>>>>
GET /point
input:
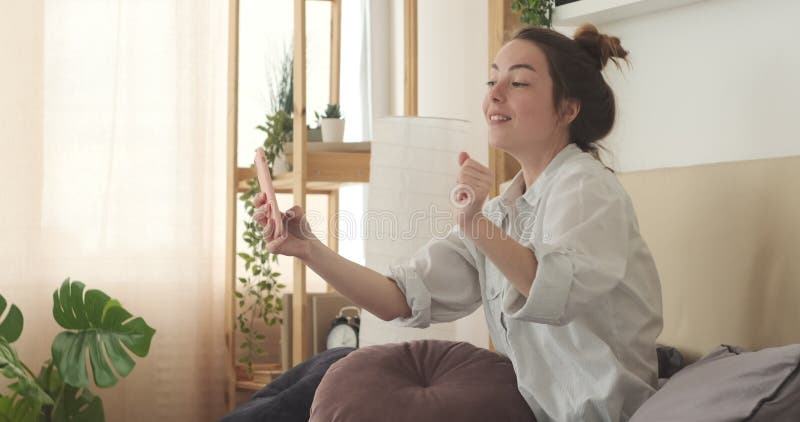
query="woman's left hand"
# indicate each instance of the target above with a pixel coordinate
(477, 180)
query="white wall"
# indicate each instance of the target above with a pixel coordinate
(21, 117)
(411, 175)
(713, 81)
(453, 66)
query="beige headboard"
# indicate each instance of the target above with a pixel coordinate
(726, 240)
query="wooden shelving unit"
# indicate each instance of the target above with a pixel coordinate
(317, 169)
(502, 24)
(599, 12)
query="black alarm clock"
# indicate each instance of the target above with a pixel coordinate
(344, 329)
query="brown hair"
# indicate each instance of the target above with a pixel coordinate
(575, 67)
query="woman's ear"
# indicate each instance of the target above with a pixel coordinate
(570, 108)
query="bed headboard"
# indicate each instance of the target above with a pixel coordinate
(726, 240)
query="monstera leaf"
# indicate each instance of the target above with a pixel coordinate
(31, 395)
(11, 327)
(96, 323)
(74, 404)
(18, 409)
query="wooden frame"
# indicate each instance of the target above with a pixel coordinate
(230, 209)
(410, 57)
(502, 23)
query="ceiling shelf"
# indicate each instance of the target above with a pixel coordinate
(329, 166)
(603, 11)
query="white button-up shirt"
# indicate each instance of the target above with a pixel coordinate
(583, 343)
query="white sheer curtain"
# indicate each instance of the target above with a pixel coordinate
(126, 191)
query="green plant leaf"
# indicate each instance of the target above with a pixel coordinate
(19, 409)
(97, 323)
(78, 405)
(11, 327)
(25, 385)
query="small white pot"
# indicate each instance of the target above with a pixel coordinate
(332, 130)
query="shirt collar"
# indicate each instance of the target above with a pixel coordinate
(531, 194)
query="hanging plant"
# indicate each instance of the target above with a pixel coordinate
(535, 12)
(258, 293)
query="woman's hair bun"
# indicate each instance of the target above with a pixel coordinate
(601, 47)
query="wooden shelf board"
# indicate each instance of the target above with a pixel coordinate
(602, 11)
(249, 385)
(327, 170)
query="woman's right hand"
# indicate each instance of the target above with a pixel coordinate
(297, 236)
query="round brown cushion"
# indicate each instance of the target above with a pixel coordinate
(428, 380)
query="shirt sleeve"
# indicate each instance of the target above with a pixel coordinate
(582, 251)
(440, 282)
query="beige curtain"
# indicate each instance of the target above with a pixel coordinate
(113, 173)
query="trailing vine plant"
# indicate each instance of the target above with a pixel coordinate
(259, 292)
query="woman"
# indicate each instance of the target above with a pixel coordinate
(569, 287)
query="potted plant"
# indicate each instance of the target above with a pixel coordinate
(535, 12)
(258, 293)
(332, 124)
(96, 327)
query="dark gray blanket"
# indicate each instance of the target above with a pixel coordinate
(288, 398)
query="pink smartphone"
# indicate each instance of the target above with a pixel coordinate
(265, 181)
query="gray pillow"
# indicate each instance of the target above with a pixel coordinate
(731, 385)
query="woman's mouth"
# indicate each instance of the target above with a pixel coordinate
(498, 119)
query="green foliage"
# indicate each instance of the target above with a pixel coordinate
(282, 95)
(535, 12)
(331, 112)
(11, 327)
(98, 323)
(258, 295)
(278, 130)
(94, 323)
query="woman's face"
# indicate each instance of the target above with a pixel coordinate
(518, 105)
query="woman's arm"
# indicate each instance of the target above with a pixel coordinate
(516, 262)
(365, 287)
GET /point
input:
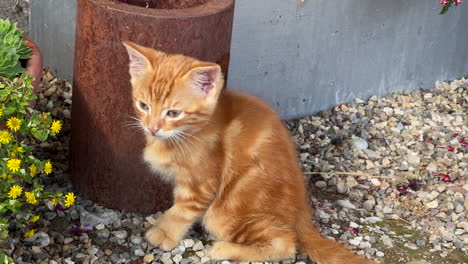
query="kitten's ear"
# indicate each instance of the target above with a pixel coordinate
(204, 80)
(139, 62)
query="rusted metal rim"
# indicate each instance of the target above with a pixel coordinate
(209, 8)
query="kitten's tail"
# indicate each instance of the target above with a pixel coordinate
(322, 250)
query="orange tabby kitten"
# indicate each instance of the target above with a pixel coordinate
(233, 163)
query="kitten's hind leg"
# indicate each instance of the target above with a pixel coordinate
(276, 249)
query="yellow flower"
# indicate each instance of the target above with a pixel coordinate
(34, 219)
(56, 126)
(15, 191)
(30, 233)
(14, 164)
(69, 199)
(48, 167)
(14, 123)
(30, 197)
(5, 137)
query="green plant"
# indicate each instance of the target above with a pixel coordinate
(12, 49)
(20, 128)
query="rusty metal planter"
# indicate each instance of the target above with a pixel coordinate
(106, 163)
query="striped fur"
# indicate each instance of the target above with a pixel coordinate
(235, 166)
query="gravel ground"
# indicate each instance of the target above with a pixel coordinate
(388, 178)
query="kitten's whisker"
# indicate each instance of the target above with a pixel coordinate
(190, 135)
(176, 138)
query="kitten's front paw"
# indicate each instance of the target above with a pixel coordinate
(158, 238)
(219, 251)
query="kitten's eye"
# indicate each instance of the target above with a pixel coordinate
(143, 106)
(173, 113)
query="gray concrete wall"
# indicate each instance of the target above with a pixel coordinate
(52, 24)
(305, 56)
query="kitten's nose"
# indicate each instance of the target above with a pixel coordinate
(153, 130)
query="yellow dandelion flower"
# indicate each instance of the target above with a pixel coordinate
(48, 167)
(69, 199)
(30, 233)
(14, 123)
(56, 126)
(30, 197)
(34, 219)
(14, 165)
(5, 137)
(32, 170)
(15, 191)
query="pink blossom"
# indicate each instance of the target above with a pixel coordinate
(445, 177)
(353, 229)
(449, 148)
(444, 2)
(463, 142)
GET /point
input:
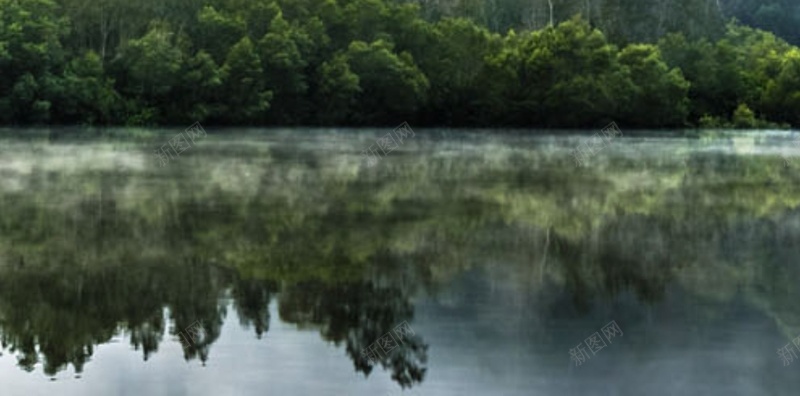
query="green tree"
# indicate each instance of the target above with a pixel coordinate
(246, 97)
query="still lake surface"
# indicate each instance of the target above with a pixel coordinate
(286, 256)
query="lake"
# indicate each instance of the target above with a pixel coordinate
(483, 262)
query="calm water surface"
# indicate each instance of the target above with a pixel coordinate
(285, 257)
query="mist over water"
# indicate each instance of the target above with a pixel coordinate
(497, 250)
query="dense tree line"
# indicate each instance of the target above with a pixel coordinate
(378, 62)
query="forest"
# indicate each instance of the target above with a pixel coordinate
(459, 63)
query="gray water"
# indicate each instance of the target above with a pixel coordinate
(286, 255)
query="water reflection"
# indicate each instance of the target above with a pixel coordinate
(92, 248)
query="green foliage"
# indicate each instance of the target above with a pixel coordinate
<<<<
>>>>
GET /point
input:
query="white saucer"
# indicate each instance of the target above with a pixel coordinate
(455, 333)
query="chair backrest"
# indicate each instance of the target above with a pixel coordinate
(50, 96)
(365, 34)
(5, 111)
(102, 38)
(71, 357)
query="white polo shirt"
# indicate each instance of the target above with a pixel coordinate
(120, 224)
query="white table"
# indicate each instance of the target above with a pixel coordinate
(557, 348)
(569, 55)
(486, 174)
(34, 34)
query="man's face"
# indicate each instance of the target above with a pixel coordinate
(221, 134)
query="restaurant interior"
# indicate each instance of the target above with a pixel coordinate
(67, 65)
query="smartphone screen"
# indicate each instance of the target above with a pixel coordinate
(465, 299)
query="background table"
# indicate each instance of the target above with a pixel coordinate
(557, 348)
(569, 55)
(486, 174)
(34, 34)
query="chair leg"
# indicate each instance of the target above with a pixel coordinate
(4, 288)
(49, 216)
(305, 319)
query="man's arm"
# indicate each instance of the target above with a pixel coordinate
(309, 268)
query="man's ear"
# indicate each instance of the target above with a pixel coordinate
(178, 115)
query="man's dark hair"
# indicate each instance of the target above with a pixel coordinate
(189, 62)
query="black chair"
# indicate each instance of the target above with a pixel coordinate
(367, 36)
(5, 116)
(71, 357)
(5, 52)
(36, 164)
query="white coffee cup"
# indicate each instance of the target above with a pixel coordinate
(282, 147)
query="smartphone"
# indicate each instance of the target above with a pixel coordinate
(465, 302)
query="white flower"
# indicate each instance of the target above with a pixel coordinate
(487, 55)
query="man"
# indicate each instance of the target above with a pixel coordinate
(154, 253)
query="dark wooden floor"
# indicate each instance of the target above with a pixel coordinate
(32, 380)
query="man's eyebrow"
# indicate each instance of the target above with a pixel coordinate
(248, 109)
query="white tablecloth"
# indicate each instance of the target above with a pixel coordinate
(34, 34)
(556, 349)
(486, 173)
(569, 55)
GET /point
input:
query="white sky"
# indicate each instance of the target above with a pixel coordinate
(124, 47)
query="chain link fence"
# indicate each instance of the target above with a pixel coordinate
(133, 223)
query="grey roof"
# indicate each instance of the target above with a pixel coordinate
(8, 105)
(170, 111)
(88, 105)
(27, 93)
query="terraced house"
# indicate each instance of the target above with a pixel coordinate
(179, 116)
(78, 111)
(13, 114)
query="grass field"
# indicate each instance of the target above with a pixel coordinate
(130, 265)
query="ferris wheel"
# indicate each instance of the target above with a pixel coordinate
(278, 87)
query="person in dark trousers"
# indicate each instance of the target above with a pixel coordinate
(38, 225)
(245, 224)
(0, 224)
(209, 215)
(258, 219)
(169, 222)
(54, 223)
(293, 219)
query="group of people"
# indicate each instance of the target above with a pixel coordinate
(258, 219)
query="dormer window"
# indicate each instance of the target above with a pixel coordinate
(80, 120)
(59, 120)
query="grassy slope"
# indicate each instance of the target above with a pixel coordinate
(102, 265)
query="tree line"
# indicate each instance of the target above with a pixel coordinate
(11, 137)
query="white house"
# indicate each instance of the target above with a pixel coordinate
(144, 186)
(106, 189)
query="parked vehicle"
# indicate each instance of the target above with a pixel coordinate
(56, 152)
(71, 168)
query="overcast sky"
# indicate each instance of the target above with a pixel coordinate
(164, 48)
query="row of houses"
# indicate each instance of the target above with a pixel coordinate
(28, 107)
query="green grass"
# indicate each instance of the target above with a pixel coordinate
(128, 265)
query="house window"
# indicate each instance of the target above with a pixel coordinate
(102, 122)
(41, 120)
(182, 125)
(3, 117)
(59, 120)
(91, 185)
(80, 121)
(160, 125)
<<<<
>>>>
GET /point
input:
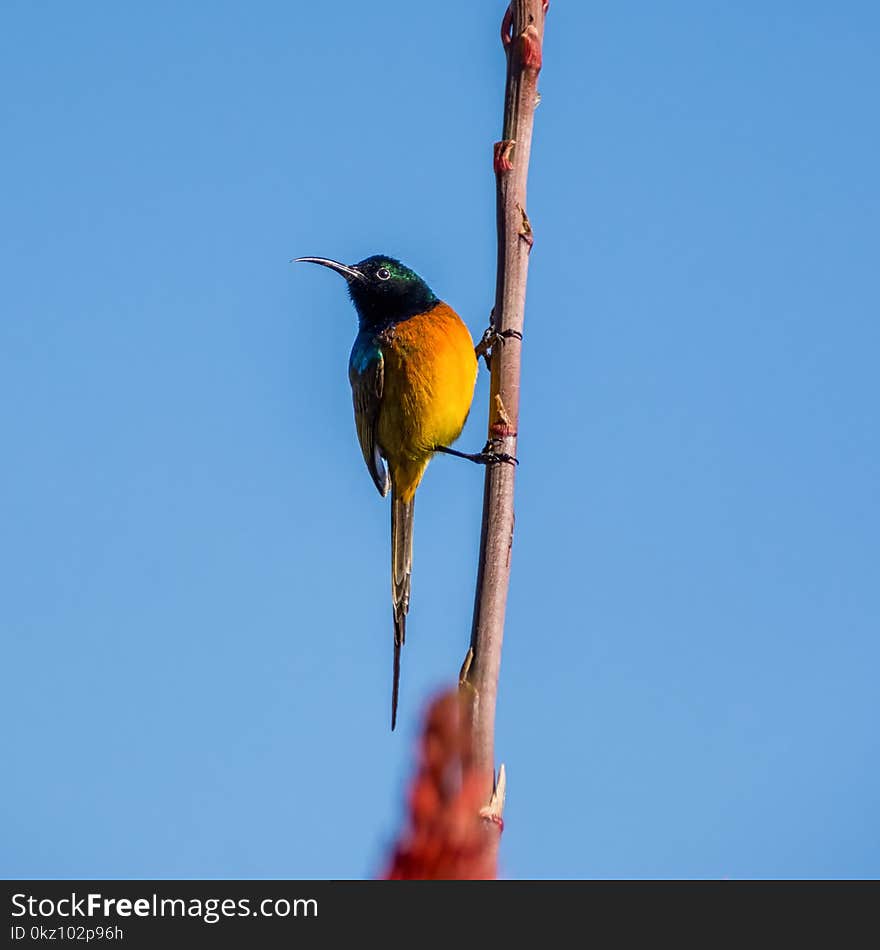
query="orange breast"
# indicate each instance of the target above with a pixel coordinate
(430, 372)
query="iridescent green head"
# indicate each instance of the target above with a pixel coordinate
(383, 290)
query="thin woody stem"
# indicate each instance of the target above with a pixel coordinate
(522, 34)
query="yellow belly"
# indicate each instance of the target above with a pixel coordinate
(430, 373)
<<<<
Directions:
Extract every line of the items above that contains the string "tree", matching case exactly.

Answer to the problem:
query="green tree"
query="dense tree line"
query="tree line"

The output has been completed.